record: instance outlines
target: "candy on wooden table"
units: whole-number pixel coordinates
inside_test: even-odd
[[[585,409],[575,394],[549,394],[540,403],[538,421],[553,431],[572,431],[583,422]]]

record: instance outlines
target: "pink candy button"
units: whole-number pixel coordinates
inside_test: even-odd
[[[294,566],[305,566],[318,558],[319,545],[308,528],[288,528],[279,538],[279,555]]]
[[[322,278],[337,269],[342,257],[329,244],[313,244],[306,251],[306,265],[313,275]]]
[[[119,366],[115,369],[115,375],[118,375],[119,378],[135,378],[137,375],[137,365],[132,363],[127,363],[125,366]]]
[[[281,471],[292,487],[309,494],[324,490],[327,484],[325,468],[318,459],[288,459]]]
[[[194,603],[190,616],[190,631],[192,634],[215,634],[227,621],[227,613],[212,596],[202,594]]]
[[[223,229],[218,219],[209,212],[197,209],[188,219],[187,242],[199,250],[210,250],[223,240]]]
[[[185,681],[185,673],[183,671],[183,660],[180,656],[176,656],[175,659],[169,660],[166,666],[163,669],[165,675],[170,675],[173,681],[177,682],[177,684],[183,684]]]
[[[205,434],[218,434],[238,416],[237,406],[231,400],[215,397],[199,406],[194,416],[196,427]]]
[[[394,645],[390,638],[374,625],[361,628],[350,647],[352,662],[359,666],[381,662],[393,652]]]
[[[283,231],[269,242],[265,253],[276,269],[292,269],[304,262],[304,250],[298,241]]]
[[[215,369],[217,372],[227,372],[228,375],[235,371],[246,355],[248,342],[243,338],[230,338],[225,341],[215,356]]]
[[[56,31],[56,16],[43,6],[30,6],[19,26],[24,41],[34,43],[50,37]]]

#### [Work to be completed]
So that nothing is lost, restate all the material word for word.

#### [Exercise answer]
record: instance outlines
target: "candy on wooden table"
units: whole-number pixel coordinates
inside_test: even-odd
[[[585,409],[575,394],[549,394],[540,403],[538,421],[553,431],[572,431],[583,422]]]

record: instance outlines
target: "pink candy button"
units: whole-number pixel coordinates
inside_test: even-odd
[[[294,566],[305,566],[318,558],[319,545],[308,528],[288,528],[279,538],[279,555]]]
[[[322,278],[337,269],[342,257],[329,244],[313,244],[306,251],[306,265],[313,275]]]
[[[119,366],[115,369],[115,375],[118,375],[119,378],[135,378],[137,375],[137,365],[132,363],[127,363],[125,366]]]
[[[281,471],[292,487],[309,494],[324,490],[327,484],[325,468],[318,459],[288,459]]]
[[[194,603],[190,616],[190,631],[192,634],[215,634],[227,621],[227,613],[212,596],[202,594]]]
[[[223,229],[218,219],[209,212],[197,209],[188,219],[187,242],[199,250],[210,250],[223,240]]]
[[[185,681],[185,673],[183,671],[183,660],[180,656],[176,656],[175,659],[169,660],[166,666],[163,669],[165,675],[170,675],[173,681],[177,682],[177,684],[183,684]]]
[[[205,434],[218,434],[238,416],[237,406],[231,400],[215,397],[199,406],[194,416],[196,427]]]
[[[394,645],[390,638],[374,625],[361,628],[350,647],[352,662],[359,666],[381,662],[393,652]]]
[[[283,231],[269,242],[265,253],[276,269],[292,269],[304,262],[304,250],[298,241]]]
[[[215,369],[217,372],[227,372],[228,375],[235,371],[246,355],[248,342],[243,338],[230,338],[225,341],[215,356]]]
[[[56,31],[56,16],[43,6],[30,6],[19,26],[24,41],[34,43],[50,37]]]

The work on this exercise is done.